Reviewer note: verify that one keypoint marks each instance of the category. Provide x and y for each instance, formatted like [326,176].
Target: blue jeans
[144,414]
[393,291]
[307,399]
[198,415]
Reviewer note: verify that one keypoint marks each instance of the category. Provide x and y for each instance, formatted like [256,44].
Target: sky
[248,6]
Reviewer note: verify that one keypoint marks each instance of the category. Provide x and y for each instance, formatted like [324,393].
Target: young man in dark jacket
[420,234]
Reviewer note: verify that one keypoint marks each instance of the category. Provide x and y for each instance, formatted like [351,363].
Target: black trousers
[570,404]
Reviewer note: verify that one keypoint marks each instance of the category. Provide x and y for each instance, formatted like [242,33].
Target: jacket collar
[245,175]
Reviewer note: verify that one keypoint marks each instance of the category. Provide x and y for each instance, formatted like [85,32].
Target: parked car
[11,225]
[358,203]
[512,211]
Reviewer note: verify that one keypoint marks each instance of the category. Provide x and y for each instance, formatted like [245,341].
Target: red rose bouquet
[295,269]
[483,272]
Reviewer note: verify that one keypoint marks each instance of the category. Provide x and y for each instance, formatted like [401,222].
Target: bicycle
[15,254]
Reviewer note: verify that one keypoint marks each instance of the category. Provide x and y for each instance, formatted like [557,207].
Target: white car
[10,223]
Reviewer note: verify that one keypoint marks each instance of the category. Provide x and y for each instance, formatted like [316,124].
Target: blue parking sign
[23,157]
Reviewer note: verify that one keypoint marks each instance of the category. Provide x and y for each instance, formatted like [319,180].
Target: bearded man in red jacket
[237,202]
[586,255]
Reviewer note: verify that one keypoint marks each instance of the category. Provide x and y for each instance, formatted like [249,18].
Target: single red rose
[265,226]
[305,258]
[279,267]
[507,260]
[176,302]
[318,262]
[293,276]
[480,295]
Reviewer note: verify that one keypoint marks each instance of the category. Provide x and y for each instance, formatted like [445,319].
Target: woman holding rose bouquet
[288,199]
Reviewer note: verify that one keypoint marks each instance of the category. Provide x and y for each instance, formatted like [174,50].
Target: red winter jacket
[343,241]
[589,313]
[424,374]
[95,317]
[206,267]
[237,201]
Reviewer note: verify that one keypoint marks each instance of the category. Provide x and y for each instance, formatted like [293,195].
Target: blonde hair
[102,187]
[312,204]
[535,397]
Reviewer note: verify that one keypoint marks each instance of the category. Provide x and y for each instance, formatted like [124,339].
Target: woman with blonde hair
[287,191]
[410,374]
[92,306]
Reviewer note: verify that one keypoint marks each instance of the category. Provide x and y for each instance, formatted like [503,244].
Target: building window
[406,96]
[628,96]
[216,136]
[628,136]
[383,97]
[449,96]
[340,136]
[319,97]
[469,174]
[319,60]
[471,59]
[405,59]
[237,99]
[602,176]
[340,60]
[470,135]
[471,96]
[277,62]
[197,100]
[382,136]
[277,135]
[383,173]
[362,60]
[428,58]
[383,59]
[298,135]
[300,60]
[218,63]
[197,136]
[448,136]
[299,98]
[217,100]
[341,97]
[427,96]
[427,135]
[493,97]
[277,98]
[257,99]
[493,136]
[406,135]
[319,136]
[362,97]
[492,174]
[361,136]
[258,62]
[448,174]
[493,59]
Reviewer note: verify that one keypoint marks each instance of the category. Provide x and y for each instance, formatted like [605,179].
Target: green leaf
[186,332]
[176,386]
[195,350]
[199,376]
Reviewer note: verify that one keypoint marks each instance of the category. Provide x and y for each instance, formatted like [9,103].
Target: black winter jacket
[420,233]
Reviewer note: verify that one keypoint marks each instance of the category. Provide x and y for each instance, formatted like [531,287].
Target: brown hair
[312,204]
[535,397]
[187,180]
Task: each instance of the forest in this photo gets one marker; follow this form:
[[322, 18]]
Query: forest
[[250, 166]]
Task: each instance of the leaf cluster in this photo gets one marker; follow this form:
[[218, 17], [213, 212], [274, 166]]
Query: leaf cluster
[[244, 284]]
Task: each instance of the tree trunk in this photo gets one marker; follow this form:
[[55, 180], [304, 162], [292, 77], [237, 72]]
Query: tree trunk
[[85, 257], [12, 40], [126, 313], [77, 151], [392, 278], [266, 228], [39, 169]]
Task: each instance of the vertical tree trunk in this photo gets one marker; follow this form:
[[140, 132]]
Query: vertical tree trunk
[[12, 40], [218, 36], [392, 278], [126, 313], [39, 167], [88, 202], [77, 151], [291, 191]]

▸ **Brief**: Check each line in the records for the word "follow" and say how many have it, with nothing else.

▸ **Response**: 4